» **Set task**
Print exactly the lines from the one containing "Provide one point per instance of the woman in yellow" through the last line of the listing, both included.

» **Records for this task**
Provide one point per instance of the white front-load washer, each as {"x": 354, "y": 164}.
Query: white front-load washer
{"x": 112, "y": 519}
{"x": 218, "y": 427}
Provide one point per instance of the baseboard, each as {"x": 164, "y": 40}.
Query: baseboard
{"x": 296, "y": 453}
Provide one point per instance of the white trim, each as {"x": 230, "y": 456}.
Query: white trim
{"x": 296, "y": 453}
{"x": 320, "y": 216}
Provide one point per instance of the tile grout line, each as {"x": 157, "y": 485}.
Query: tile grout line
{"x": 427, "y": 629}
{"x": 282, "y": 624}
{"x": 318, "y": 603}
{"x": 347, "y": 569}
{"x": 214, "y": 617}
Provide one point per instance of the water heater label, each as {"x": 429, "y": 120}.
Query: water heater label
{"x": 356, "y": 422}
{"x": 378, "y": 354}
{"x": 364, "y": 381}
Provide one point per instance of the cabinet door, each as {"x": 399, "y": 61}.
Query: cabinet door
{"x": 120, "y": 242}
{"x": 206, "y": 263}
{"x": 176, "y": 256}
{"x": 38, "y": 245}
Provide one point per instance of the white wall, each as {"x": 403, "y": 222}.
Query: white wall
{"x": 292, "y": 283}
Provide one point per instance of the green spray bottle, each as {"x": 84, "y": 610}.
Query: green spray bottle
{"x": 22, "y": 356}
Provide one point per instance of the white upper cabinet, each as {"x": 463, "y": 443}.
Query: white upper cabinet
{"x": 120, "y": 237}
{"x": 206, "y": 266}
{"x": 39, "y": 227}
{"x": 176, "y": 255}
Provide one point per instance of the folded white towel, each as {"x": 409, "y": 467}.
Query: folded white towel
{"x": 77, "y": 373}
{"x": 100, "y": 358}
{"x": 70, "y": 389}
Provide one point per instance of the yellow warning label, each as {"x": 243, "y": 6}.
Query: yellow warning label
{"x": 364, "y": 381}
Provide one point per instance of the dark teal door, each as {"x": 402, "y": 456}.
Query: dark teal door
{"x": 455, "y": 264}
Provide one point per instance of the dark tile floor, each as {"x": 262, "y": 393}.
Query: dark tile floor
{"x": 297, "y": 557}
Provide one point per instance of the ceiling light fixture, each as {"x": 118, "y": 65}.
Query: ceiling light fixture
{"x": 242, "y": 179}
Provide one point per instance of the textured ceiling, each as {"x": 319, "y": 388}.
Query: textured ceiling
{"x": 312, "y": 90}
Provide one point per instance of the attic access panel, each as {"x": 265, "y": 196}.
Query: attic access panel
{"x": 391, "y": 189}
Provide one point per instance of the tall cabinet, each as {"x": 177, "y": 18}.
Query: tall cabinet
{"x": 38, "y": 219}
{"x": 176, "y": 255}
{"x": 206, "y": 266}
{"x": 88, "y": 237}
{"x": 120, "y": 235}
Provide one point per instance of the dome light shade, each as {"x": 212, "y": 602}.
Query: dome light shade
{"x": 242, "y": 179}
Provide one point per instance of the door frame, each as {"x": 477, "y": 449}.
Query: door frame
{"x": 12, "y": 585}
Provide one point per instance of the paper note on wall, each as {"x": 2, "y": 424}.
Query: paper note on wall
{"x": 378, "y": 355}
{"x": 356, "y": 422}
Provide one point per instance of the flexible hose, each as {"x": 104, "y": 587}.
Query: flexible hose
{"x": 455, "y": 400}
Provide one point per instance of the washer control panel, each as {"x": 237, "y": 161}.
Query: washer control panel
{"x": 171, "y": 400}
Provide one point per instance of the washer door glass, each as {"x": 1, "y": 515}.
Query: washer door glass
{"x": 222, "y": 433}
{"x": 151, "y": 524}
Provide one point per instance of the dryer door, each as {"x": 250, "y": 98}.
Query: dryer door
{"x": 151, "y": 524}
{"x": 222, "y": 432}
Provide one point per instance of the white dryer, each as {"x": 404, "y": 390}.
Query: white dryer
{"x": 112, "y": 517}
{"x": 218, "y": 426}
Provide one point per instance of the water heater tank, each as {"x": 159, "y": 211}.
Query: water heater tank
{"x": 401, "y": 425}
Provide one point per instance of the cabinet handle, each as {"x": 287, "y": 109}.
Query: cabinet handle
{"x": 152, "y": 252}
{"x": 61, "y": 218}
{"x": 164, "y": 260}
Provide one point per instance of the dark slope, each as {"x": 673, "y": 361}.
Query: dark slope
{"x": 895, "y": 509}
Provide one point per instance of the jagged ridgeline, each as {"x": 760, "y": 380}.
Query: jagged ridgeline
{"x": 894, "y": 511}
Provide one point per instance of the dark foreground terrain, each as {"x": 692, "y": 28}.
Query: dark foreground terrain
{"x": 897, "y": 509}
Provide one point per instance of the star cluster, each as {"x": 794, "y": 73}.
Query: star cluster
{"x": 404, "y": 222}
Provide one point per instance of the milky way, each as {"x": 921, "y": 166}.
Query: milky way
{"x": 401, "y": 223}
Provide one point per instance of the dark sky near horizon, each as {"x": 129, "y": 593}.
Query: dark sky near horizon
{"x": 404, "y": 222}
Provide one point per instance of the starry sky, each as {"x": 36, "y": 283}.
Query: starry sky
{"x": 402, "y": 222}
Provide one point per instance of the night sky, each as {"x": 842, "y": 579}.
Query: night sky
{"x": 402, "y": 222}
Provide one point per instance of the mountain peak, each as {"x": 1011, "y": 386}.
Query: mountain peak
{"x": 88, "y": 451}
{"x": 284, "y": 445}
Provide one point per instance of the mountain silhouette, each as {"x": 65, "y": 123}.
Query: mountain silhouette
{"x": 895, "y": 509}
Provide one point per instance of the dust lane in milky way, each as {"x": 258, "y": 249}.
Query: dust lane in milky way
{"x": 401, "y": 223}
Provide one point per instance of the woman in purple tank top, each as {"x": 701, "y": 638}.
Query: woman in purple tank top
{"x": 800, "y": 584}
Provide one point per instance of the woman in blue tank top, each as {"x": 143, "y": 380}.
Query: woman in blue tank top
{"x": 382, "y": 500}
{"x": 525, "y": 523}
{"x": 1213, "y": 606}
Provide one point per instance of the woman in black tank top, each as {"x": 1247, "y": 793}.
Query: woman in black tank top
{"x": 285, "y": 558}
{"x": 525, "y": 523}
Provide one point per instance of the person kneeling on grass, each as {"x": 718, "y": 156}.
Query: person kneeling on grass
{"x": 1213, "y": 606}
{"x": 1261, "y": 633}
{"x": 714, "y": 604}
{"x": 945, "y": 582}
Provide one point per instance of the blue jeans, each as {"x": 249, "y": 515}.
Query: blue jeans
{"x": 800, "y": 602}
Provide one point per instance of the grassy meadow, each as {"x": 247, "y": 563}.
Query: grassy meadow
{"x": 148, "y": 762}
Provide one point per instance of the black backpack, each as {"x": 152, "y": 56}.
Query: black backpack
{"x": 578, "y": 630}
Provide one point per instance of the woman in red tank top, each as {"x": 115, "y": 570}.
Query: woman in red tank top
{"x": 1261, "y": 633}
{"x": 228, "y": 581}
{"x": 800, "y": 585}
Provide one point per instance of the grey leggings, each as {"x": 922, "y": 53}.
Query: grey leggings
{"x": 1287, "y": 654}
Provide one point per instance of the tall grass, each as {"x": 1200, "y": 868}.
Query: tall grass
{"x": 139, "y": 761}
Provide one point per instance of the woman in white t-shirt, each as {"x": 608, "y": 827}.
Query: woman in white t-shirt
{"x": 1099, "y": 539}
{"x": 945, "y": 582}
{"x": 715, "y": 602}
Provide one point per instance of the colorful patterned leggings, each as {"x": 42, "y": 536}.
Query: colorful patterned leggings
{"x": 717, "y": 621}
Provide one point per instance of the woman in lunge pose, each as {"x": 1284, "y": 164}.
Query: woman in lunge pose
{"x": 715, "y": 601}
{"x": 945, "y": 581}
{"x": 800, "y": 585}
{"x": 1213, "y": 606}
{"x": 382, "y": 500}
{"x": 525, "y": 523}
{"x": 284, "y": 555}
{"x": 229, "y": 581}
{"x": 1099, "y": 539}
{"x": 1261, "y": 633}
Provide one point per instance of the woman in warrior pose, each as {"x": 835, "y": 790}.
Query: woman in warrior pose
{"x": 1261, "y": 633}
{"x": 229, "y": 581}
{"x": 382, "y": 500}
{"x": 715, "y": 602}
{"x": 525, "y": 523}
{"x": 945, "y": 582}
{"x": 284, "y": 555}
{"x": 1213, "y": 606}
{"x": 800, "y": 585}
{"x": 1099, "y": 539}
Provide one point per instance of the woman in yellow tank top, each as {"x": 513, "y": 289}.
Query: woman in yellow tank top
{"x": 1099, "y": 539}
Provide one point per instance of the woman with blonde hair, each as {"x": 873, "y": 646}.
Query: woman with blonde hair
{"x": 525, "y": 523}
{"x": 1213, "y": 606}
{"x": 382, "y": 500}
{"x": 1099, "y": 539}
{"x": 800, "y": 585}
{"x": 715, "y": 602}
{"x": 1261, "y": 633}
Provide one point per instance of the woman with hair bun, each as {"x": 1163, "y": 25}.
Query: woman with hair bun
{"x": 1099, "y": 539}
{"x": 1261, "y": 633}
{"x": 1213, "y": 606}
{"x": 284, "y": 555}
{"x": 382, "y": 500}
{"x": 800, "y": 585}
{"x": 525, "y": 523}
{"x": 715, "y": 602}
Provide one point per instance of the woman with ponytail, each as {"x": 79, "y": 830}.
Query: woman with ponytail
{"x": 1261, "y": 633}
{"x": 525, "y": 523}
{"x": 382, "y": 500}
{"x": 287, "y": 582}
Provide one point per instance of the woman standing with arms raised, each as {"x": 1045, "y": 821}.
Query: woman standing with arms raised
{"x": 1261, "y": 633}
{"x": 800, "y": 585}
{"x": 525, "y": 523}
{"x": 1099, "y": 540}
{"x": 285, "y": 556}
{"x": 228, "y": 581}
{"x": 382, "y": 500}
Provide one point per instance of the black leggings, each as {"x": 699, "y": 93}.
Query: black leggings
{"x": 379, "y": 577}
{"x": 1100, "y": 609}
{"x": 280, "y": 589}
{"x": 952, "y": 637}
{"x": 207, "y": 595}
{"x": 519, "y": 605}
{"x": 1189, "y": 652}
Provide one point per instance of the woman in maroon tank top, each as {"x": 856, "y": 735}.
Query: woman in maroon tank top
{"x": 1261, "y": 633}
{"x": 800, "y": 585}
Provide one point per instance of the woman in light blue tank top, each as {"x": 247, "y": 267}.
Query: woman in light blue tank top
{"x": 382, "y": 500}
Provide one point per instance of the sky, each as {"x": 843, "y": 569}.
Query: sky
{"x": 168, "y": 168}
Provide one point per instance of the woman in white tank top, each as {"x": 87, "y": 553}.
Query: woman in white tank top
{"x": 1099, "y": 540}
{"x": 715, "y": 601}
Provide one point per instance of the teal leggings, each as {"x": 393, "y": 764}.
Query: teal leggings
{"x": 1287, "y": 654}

» **Solution below**
Provide one point per instance of the woman in yellow tank top, each as {"x": 513, "y": 289}.
Query: woman in yellow tank top
{"x": 1099, "y": 539}
Provide one point per instance of the woman with blonde hair, each as {"x": 873, "y": 646}.
Query: woman with blonde hair
{"x": 525, "y": 523}
{"x": 1213, "y": 606}
{"x": 382, "y": 500}
{"x": 1099, "y": 539}
{"x": 800, "y": 585}
{"x": 715, "y": 602}
{"x": 1261, "y": 633}
Provide one point per instance of the woman with hair bun, each as {"x": 1163, "y": 25}.
Query: woman with hair bun
{"x": 1099, "y": 539}
{"x": 1261, "y": 633}
{"x": 1213, "y": 606}
{"x": 284, "y": 555}
{"x": 382, "y": 500}
{"x": 800, "y": 585}
{"x": 525, "y": 523}
{"x": 715, "y": 602}
Provide one point per instance of the woman with ponytail, each as {"x": 79, "y": 830}.
Query: woman with ponytail
{"x": 1261, "y": 633}
{"x": 525, "y": 523}
{"x": 382, "y": 500}
{"x": 287, "y": 582}
Provide one point per instance of the woman standing with arms raised, each as {"x": 1045, "y": 821}.
Query: woman standing with arms raised
{"x": 1261, "y": 633}
{"x": 800, "y": 585}
{"x": 525, "y": 523}
{"x": 1099, "y": 540}
{"x": 285, "y": 556}
{"x": 228, "y": 581}
{"x": 382, "y": 500}
Provide one point per instance of the black leggings, each as {"x": 699, "y": 93}.
Query: black leggings
{"x": 379, "y": 577}
{"x": 1100, "y": 609}
{"x": 280, "y": 589}
{"x": 952, "y": 637}
{"x": 207, "y": 595}
{"x": 519, "y": 605}
{"x": 1189, "y": 652}
Provide one point per instance of the woman in maroon tank top, each as {"x": 856, "y": 735}.
Query: woman in maroon tank top
{"x": 1261, "y": 633}
{"x": 800, "y": 585}
Provide one point per instance of the woman in light blue tank top, each as {"x": 247, "y": 267}.
Query: woman in light blue tank top
{"x": 382, "y": 500}
Provide one point per instance of the sky, each as {"x": 843, "y": 569}.
Query: sky
{"x": 168, "y": 168}
Provide one point per instance of the woman in white tank top, each as {"x": 87, "y": 553}.
Query: woman in white tank top
{"x": 1099, "y": 540}
{"x": 715, "y": 601}
Provide one point per instance of the teal leggings, each as {"x": 393, "y": 764}.
Query: teal leggings
{"x": 1287, "y": 654}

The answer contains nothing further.